**Short exercise A:** List the four Terraform commands given under "Commands" in the AGENTS.md guidance.
**Short exercise B:** According to the AGENTS.md guidance, at what address does kube-vip provide API HA?
**Short exercise C:** Write the next part of the AGENTS.md guidance, picking up after its last line.

**Supplied passage:**
Files
HetznerTerra/AGENTS.md
T
2026-04-30 07:03:21 +00:00

5.3 KiB

AGENTS.md

Compact repo guidance for OpenCode sessions. Trust executable sources over docs when they conflict.

Read First

  • Highest-value sources: .gitea/workflows/deploy.yml, .gitea/workflows/destroy.yml, terraform/main.tf, terraform/variables.tf, terraform/servers.tf, ansible/site.yml, ansible/inventory.tmpl, clusters/prod/flux-system/, infrastructure/addons/kustomization.yaml.
  • STABLE_BASELINE.md still contains stale Rancher backup/restore references; current workflows and addon manifests do not deploy or restore rancher-backup.

Baseline

  • Proxmox HA K3s cluster: 3 control planes, 5 workers, VMIDs 200-202 and 210-214, node flex, template VMID 9000, datastore Flash.
  • API HA is kube-vip at 10.27.27.40; control planes are 10.27.27.30-32, workers are 10.27.27.41-45.
  • SSH user is ubuntu; Ansible derives the flannel iface from ansible_default_ipv4.interface with eth0 fallback, so do not hard-code ens18.
  • Storage is raw-manifest nfs-subdir-external-provisioner using 10.27.27.239:/TheFlash/k8s-nfs and default StorageClass flash-nfs.
  • Tailscale is the private access path. Rancher, Grafana, and Prometheus are exposed only through Tailscale services.
  • apps is intentionally suspended in clusters/prod/flux-system/kustomization-apps.yaml.

Commands

  • Terraform: terraform -chdir=terraform fmt -recursive, terraform -chdir=terraform validate, terraform -chdir=terraform plan -var-file=../terraform.tfvars, terraform -chdir=terraform apply -var-file=../terraform.tfvars.

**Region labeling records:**
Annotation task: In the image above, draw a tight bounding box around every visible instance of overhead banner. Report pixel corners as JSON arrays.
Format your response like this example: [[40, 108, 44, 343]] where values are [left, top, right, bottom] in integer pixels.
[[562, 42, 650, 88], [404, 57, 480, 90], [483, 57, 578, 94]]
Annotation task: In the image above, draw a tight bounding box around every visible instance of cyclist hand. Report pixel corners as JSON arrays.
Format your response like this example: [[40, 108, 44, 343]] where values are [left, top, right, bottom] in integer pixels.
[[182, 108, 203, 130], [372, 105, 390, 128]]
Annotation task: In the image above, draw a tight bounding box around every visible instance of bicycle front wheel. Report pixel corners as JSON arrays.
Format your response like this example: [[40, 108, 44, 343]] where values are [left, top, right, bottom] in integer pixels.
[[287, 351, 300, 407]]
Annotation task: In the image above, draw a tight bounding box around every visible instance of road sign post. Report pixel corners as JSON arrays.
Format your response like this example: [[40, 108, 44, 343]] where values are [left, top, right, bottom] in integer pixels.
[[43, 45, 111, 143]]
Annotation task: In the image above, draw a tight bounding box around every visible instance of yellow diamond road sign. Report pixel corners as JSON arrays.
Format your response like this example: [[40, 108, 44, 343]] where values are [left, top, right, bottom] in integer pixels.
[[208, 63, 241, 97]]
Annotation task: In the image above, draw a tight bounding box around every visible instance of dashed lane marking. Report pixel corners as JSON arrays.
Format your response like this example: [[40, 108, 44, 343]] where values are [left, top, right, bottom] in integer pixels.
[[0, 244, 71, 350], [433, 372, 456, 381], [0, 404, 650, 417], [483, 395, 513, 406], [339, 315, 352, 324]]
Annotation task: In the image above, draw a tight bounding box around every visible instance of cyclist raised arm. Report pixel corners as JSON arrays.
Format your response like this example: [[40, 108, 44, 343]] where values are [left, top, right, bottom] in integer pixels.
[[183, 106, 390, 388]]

**Exercise answer A:**
- terraform -chdir=terraform fmt -recursive
- terraform -chdir=terraform validate
- terraform -chdir=terraform plan -var-file=../terraform.tfvars
- terraform -chdir=terraform apply -var-file=../terraform.tfvars

**Exercise answer B:** 10.27.27.40

**Exercise answer C:**
  • Ansible setup: ansible-galaxy collection install -r ansible/requirements.yml, then from ansible/ run python3 generate_inventory.py and ansible-playbook site.yml --syntax-check.
  • Flux/Kustomize checks: kubectl kustomize infrastructure/addons/<addon>, kubectl kustomize infrastructure/addons, kubectl kustomize clusters/prod/flux-system.
  • Kubeconfig refresh: scripts/refresh-kubeconfig.sh <cp1-ip>; use this if local kubectl falls back to localhost:8080 after rebuilds.
  • Tailnet smoke check from cp1: ssh ubuntu@<cp1-ip> 'bash -s' < scripts/smoke-check-tailnet-services.sh.
  • Fast Grafana content iteration uses .gitea/workflows/dashboards.yml and ansible/dashboards.yml, not a full cluster rebuild.

Deploy Flow

  • Pushes to main run Gitea CI: Terraform fmt/init/validate/plan/apply, Proxmox cleanup/retry, Ansible bootstrap, Flux bootstrap, addon gates, Rancher gate, observability image seeding, health checks, tailnet smoke checks.
  • Deploy and destroy workflows share concurrency.group: prod-cluster; destroy only requires workflow input confirm: destroy and has no backup gate.
  • Keep set -euo pipefail in workflow shell blocks.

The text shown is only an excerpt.